* [SFIDA A]:
Per favore, riscrivi tutte le voci sostituendo "bee" con "wasp" e lascia invariato tutto il resto.

* [PAGINA]:
=====
E degli amici del borgo che cosa
ricorda?
«Il vescovo di Fiume – racconta ancora la testimone –monsignor Ugo Camozzo aveva organizzato
per le giovani in vescovado il gruppo delle “Agnesine”, da Santa Agnese e per i
maschi c’era il gruppo dei “Tarcisiani”, da San Tarcisio. Oltre alle preghiere,
facevamo teatro e abbiamo tanto giocato nel giardino del vescovo. Mi ricordo
poi che in casa avevamo una Tata istriana che dopo aver dato la cera sui
pavimenti lucidava con uno spazzolone e mio fratello ed io salivamo sullo
spazzolone e lei ci tirava per la casa, ci divertivamo con cose semplici una
volta… era così».
Una versione ridotta della storia raccontata da Fabiola
Laura Modesto è apparsa su info.fvg.it col titolo: “Via da Fiume, causa partigiani, 1944” il 14 aprile 2016.
=====
Annotazioni spaziali
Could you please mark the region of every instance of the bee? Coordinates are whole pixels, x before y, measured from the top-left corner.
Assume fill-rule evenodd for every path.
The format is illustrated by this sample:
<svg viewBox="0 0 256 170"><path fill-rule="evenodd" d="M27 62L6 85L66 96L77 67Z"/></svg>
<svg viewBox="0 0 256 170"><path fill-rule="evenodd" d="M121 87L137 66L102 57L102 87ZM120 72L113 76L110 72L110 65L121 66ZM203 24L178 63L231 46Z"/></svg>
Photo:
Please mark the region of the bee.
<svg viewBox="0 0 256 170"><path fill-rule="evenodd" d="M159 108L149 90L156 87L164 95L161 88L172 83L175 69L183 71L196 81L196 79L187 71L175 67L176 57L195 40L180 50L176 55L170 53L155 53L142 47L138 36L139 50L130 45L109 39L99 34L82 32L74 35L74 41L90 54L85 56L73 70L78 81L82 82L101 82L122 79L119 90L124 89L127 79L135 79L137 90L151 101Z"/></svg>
=====
* [SFIDA B]:
Secondo la pagina, come si chiamava il gruppo che il vescovo di Fiume aveva organizzato per le giovani?

* [RISULTATO FINALE A]:
Could you please mark the region of every instance of the wasp? Coordinates are whole pixels, x before y, measured from the top-left corner.
Assume fill-rule evenodd for every path.
The format is illustrated by this sample:
<svg viewBox="0 0 256 170"><path fill-rule="evenodd" d="M27 62L6 85L66 96L77 67Z"/></svg>
<svg viewBox="0 0 256 170"><path fill-rule="evenodd" d="M121 87L137 66L102 57L102 87ZM120 72L113 76L110 72L110 65L121 66ZM203 24L178 63L231 46Z"/></svg>
Photo:
Please mark the region of the wasp.
<svg viewBox="0 0 256 170"><path fill-rule="evenodd" d="M159 108L149 90L156 87L164 95L161 88L172 83L175 69L183 71L196 81L196 79L187 71L175 67L176 57L195 40L180 50L176 55L170 53L155 53L142 47L138 36L139 50L130 45L109 39L99 34L82 32L74 35L74 41L90 54L85 56L73 70L78 81L82 82L101 82L122 79L119 90L124 89L127 79L135 79L137 90L151 101Z"/></svg>

* [RISULTATO FINALE B]:
Il gruppo delle “Agnesine”.